I’m hoping 2011 will be a nice balanced year.   I’ll do the exercise and eat the salad but I’ll also have a nice piece of good chocolate or a cupcake now and then.  I’ll drink more water but I won’t beat myself up if the odd glass of wine or beer or soda creep in here and there.   I’ll take a language class or something to keep my brain ticking.  I’ll start drawing again. 

I also will try to stop growling at Olay commercials featuring 17 year old pouting girls, promising to make all my fine lines disappear and turn me into some sort of feral, smooth skinned, supermodel, because obviously once you hit 40 you’re an eyesore that must be corrected or no one will want you to go out in public.   Surely there are better ways to spend our time than worrying that we’re too fat, too wrinkled, too old or too late?    It’s not constructive at all.

I’ve also resolved to learn to cook more dishes.  I don’t have a great repertoire in the kitchen, if I’m perfectly honest.  The few dishes I can cook, I can cook pretty well but I need some expansion in my menu.  I have collected some fine sounding recipes and aim to start actually producing them for dinner in the new year.  El Cerebro, being a man, and “a man” being a synonym for “I am hungry 100% of the time”, is very encouraging in my intention to use him as a guinea pig for my new meal ideas.   He’s even offered to provide Gordon Ramsey type advice if I need a little support.   Like there isn’t enough swearing in a kitchen while I’m cooking without a copycat of a blonde mop top Englishman turning purple and screaming “Call that Risotto, you fat little cow!” in my face. 

First on my new experimental menu - a breakfast snack: Bacon and cheese cornbread muffins.  Yes please.  For weekends only.  The rest of the week will be Special K and growling at myself in the mirror.

2011 is going to be a year of change, there’s no doubt about that.   I’m going to be moving in the spring, for work.  I’m going to be doing new things.  It’s kind of scary.  And kind of exhilarating. 

Hope your new year is equally satisfactory.  Be healthy but don’t deprive yourself either.  What’s health without happiness now and then?

Christmas Cheer Is Code For “You Are Fat”

Well that was Christmas.  Another year’s culminating in an over-indulgence of confectionary and alcohol and zero exercise.  I’m absolutely certain that I managed to grow a muffin top in the last week that could shelter a family of orphans from a typhoon.  Either that or my jeans shrunk in the wash.  I prefer to think that’s the reason.  They do that, don’t they?  Denim just isn’t what it used to be and everyone knows if your jeans are too tight you get muffin spillage and that it’s absolutely not your fault.  It’s nothing to do with being FAT or anything. 

Cough.

Things went well for El Cerebro and I.  Snacking, movie watching, more grazing, napping every few hours to keep up our eating stamina, then last night, happy and relaxed, we had to watch several ultra somber commercials reminding us that there are poor African orphans out there that have nothing more than sand to eat this Christmas.  We were so consumed by  guilt that I felt compelled to bake a chocolate cobbler and whip up some cream to soothe our conscience.  Because when we feel guilty we eat. And we needed comfort.  Seriously though, what’s with the guilt tripping on Christmas?  I feel beyond sad that there are people in the world with nothing to eat and severe circumstances, but part of me is a little peeved at being reminded of it while I’m shovelling pie into my face.

» **OBJECTIVE 1**: In the blog post, condense the paragraph beginning "I’ve also resolved to learn to cook more dishes" into a short bulleted list that keeps its main facts.
» **OBJECTIVE 2**: Write the next part of the blog post, picking up right after its final sentence.

» **DATASET EXCERPT**:
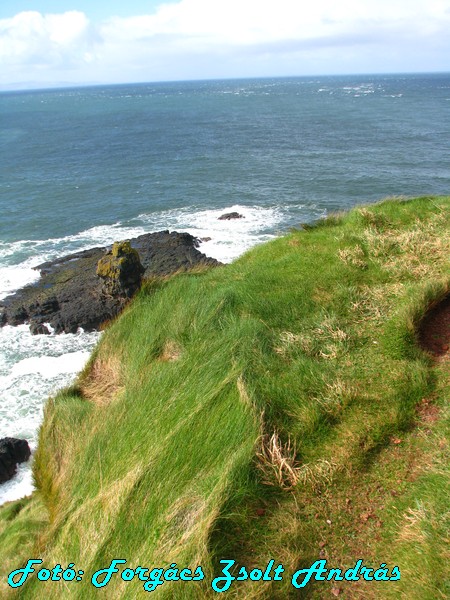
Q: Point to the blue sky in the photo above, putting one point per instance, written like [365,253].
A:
[54,42]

» **TASK RESPONSE 1**:
- A goal for the new year is learning to cook more dishes, since the current repertoire is small, though the few known dishes turn out pretty well.
- Some promising recipes have been collected, and the plan is to actually make them for dinner in the new year.
- El Cerebro, described as hungry all the time, eagerly volunteers as a guinea pig for the new meals.
- He has even offered advice in the style of Gordon Ramsey, which is mocked as only adding to the swearing already heard in the kitchen.

» **TASK RESPONSE 2**:
Like everyone else in this free world of excess, I’m determined that the second the clock strikes in 2011 I will be a changed person.  I will eat lettuce and other green things that aren’t candy.  I will drink more water.  I will buy a treadmill and run on it several times a week, clutching a fancy reusable water bottle and sporting a healthy ponytail. 

Naturally, when I say “the second the clock strikes in 2011”, I actually mean when I wake up hungover the next morning and definitely after the customary hang over breakfast of grilled cheese.   Just so we are clear.

Anyway, Santa was good to me.  He brought me a handmade voucher promising me a new laptop once I choose one (yay!) some excellent clothing articles, and a fun new toy that’s especially for ladies and requires ahem…batteries.  

I hope you all were as lucky.

Won't Someone Think Of The Workers?

We've all done shitty jobs in our time.  Years ago, just after college, I worked, for a period, in a novelty gift store.   I'm not talking about naughty adult novelties or anything remotely fun like that - although we did stock chunky chocolate penises at one point, which constantly made our elderly clientele cluck disapprovingly and our cheapskate teenage shoppers blush and giggle with joy as they fingered the chocolate shaft and nudged their companions.  

For the record, the chocolate was nasty.  I know because one afternoon, during the holiday season, after a hectic morning with no time for food breaks and shaking from lack of sustenance, I gobbled one up, remembering to pay for it first, in case our shrill harpy of a district manager showed up and caught me snarfing down penises from in-store stock.  You haven't really experienced life until you've stood at a cash register ringing up sales with one hand and wielding a half eaten chocolate penis in the other.  

As you can probably imagine, working in a store filled with cheap, plastic novelty gifts, you had a particularly busy period around Christmas, when everyone and his uncle would come in and buy some crappy plastic piece of trash that would probably break in two days.   This time of year was a chore that involved long painful 12 hour days on our feet and working seven days a week for minimum wage, all while pretending to be uber excited about flashlights that played the national anthem and cookie cutters shaped like giant bottoms or boobies.  We never got bonuses or two days off in a row.  We were the lowest of the low.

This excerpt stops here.